[The task]: Below are some entries; can you quote all of them exactly?

[Data entries]:
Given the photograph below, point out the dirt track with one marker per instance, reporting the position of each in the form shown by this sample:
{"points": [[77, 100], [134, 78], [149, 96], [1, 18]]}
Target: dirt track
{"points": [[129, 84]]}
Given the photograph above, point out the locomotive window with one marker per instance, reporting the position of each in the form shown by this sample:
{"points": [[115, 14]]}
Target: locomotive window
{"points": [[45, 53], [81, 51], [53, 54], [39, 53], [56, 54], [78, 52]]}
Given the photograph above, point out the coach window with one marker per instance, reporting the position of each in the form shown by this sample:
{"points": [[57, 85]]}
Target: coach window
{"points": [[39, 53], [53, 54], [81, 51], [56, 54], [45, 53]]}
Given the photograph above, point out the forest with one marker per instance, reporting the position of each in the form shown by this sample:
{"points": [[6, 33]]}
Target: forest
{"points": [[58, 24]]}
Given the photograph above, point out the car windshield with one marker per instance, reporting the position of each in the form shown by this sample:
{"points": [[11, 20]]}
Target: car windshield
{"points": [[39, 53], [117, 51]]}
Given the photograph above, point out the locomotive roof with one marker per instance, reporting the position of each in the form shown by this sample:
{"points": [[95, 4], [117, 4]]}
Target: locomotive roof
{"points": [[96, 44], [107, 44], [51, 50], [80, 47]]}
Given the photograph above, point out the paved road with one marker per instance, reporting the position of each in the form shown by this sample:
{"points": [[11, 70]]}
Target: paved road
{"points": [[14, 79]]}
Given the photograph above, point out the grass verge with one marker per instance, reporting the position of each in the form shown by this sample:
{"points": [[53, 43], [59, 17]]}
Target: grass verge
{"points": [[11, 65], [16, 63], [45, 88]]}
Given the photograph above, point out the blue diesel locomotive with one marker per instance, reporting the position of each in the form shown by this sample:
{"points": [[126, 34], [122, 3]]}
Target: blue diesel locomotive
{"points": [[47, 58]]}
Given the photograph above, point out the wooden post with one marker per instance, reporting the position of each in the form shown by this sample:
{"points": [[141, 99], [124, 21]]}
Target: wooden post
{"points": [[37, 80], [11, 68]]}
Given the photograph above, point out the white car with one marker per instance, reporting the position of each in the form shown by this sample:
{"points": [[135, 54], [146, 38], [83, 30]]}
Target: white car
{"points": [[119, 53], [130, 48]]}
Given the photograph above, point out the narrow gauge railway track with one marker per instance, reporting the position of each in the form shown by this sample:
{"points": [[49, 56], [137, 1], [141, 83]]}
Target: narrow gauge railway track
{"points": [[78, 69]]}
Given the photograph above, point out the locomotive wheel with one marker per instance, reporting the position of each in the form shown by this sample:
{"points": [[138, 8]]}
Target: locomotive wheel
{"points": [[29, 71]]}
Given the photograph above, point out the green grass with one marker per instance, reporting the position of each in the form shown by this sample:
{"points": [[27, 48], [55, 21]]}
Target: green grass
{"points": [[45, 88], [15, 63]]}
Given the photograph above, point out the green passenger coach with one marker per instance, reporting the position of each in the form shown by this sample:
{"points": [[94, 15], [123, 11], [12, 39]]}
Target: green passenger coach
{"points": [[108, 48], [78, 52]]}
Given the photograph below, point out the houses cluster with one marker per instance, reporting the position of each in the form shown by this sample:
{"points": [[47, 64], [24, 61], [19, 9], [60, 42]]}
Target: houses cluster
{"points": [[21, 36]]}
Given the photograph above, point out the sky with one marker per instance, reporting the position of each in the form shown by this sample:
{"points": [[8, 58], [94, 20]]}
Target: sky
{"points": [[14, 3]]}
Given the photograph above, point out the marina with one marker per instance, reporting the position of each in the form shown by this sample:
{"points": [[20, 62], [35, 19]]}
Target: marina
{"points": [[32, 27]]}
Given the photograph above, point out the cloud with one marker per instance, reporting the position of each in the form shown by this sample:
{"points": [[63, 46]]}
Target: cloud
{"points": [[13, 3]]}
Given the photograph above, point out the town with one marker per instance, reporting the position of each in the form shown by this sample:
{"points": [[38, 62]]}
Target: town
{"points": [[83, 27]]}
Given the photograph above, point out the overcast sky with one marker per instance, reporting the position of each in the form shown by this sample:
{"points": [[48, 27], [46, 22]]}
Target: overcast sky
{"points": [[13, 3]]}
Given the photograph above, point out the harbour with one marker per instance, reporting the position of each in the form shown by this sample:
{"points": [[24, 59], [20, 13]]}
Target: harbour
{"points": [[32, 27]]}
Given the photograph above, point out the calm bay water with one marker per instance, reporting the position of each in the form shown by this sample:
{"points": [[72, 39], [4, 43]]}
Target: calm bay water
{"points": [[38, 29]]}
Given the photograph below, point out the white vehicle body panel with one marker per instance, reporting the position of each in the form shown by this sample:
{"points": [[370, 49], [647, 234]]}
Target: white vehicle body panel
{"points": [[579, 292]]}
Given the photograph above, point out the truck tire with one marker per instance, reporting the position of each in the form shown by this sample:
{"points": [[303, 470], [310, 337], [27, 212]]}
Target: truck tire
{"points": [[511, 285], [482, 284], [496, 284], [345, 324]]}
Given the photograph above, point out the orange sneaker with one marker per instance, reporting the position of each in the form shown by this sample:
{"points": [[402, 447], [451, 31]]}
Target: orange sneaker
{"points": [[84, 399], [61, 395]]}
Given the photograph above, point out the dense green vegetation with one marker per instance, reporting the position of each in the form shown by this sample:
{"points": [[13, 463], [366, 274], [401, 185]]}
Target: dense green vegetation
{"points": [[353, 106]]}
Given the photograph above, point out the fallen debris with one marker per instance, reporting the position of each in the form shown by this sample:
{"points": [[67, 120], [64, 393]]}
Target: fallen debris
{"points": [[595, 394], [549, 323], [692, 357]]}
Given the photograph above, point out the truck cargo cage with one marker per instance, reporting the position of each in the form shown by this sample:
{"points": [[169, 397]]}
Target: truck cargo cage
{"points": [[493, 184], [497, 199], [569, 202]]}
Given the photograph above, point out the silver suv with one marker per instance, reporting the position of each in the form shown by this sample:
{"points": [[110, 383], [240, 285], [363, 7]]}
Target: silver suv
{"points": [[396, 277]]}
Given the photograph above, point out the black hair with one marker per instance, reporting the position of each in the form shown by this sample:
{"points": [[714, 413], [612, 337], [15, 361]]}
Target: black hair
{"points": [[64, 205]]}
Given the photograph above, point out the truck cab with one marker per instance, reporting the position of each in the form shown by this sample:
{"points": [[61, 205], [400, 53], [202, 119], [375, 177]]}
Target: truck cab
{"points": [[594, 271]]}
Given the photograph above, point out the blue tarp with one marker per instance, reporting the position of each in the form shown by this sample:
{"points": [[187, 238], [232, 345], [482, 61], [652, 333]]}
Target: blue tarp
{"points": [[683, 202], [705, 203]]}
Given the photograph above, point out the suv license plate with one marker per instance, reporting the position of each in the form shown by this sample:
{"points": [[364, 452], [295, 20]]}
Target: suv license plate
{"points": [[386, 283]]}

[Exercise output]:
Given the photograph below, point out the dirt track with one marker per instance, reporting the position of each in the form shown by this sample:
{"points": [[77, 100], [134, 78], [149, 96], [1, 18]]}
Target: dirt track
{"points": [[129, 84]]}
Given the photograph above, point out the locomotive window with one marker per instance, reporting the position of each in the form shown by this sample:
{"points": [[115, 14]]}
Target: locomotive window
{"points": [[45, 53], [81, 51], [53, 54], [39, 53], [56, 54], [78, 52]]}
Given the photograph above, point out the coach window with one marker per instance, reporting the position of each in the form shown by this sample:
{"points": [[57, 85]]}
Target: coach window
{"points": [[39, 53], [53, 54], [81, 51], [56, 54], [45, 53]]}
Given the photograph above, point out the forest with one marker per instance, reporting the position of each in the form shown by this sample:
{"points": [[6, 33]]}
Target: forest
{"points": [[58, 24]]}
Given the photograph above, point out the car windshield with one marker per instance, reporting the position of each in the form shown by this sample:
{"points": [[11, 20]]}
Target: car windshield
{"points": [[39, 53], [117, 51]]}
Given the photograph above, point out the locomotive roof with one marker per instance, reporting the position of each in the form shown by this sample:
{"points": [[95, 4], [117, 4]]}
Target: locomotive roof
{"points": [[96, 44], [107, 44], [51, 50], [80, 47]]}
Given the photograph above, point out the paved road with one marker per instance, reporting the position of each in the form shown by this sample:
{"points": [[11, 70]]}
Target: paved road
{"points": [[14, 79]]}
Given the photograph above, point out the grass verge with one marker per instance, reporting the position of each in the form shown by this sample:
{"points": [[53, 43], [59, 17]]}
Target: grass verge
{"points": [[11, 65], [16, 63], [45, 88]]}
Given the photograph above, point out the blue diesel locomotive with one marker per instance, reporting the position of each in the form shown by this sample:
{"points": [[126, 34], [122, 3]]}
Target: blue diesel locomotive
{"points": [[47, 58]]}
Given the photograph above, point out the wooden post with one marker per instance, reporting the position of each in the form shown by this sample:
{"points": [[141, 99], [124, 21]]}
Target: wooden post
{"points": [[37, 80], [11, 68]]}
Given the photograph above, point out the white car with one marker per instance, reporting the position of each in the form shown by this sample:
{"points": [[135, 54], [146, 38], [83, 30]]}
Target: white car
{"points": [[119, 53], [130, 48]]}
Given the photograph above, point out the narrow gauge railway track with one marker per instance, reporting the position of each in the form shown by this sample:
{"points": [[49, 56], [137, 1], [141, 83]]}
Target: narrow gauge railway track
{"points": [[78, 69]]}
Given the photograph above, point out the locomotive wheel with one marker per instance, reporting the position of each in the form shown by this sample:
{"points": [[138, 8]]}
Target: locomotive wheel
{"points": [[29, 71]]}
Given the photograph above, point out the green grass with one marker per instance, reporting the position of each in the form shown by this sample:
{"points": [[27, 48], [55, 21]]}
Target: green grass
{"points": [[45, 88], [15, 63]]}
Given the photograph above, point out the green passenger coach with one marker per instance, reporting the position of each in the form shown by this sample:
{"points": [[94, 15], [123, 11], [12, 39]]}
Target: green passenger coach
{"points": [[108, 48], [78, 52]]}
Given the photograph below, point out the houses cluster with one marker per instance, reporting the position of each in the form shown by this sample:
{"points": [[47, 64], [24, 61], [19, 9], [60, 42]]}
Target: houses cluster
{"points": [[21, 36]]}
Given the photograph above, point out the sky with one marker per instance, reporting the position of each in the form shown by this sample:
{"points": [[8, 58], [94, 20]]}
Target: sky
{"points": [[14, 3]]}
Given the photograph above, point out the marina with one marker per instance, reporting the position of each in the form shown by this sample:
{"points": [[20, 62], [35, 19]]}
Target: marina
{"points": [[32, 27]]}
Given the photograph above, point out the cloud with one marker per instance, reporting the position of each in the form shown by this sample:
{"points": [[63, 46]]}
Target: cloud
{"points": [[13, 3]]}
Given the photograph above, point out the town with one marker per instance, reporting the position of each in the form shown by this sample:
{"points": [[38, 62]]}
Target: town
{"points": [[83, 27]]}
Given the photograph above, point out the overcast sky with one marker per instance, reporting the position of each in the form shown by this sample:
{"points": [[48, 27], [46, 22]]}
Target: overcast sky
{"points": [[13, 3]]}
Given the photograph above, point out the harbour with one marker per instance, reporting the position of each in the form shown by this sample:
{"points": [[24, 59], [20, 13]]}
Target: harbour
{"points": [[32, 27]]}
Given the photograph above, point out the calm bay water with one marker per instance, reporting the position of each in the form shown by this sample:
{"points": [[72, 39], [4, 43]]}
Target: calm bay water
{"points": [[38, 29]]}
Given the photograph below, point out the white vehicle body panel with one marker per instance, reporting the position of each in the form shown by this sample:
{"points": [[370, 49], [647, 234]]}
Target: white vehicle body panel
{"points": [[579, 292]]}
Given the photograph above, point out the truck tire with one marker per instance, reporting the position of each in the form shown by this sample:
{"points": [[303, 470], [310, 337], [27, 212]]}
Target: truck tire
{"points": [[511, 285], [482, 284], [496, 284], [345, 324]]}
Given the photograph above, point out the orange sneaker with one marker per instance, reporting the position of each in the form shown by this sample:
{"points": [[402, 447], [451, 31]]}
Target: orange sneaker
{"points": [[84, 399], [61, 395]]}
Given the photograph above, point out the dense green vegetation with one marker per instance, reporting the position of each in the form shown by this sample:
{"points": [[13, 463], [366, 274], [401, 185]]}
Target: dense green vegetation
{"points": [[353, 106]]}
Given the photograph above, point out the fallen debris with one marker per instance, reporting the position of each in the form shown by this sample:
{"points": [[67, 120], [64, 393]]}
Target: fallen debris
{"points": [[595, 394], [549, 323], [692, 357]]}
Given the photograph above, point out the truck cargo cage with one marker per instance, reporting the position of each in the form shown by this sample:
{"points": [[169, 397]]}
Target: truck cargo cage
{"points": [[493, 184], [497, 199], [569, 202]]}
Given the photograph above, point out the silver suv with one marker per instance, reporting the position of each in the form shown by this sample:
{"points": [[110, 383], [240, 285], [363, 7]]}
Target: silver suv
{"points": [[396, 277]]}
Given the photograph above, point out the black hair with one marker per instance, reporting the position of each in the form shown by this sample:
{"points": [[714, 413], [612, 337], [15, 361]]}
Target: black hair
{"points": [[64, 205]]}
Given the photograph above, point out the truck cab with one marker per instance, reporting the position of each in the form shown by this sample:
{"points": [[61, 205], [400, 53], [202, 119], [375, 177]]}
Target: truck cab
{"points": [[594, 271]]}
Given the photograph above, point out the blue tarp with one marker per instance, reporting the position of each in the form shown by this sample:
{"points": [[187, 238], [232, 345], [482, 61], [652, 333]]}
Target: blue tarp
{"points": [[683, 202], [705, 203]]}
Given the photograph above, point out the suv license plate with one marker per instance, reporting the position of each in the form shown by this sample:
{"points": [[364, 452], [295, 20]]}
Target: suv license plate
{"points": [[386, 283]]}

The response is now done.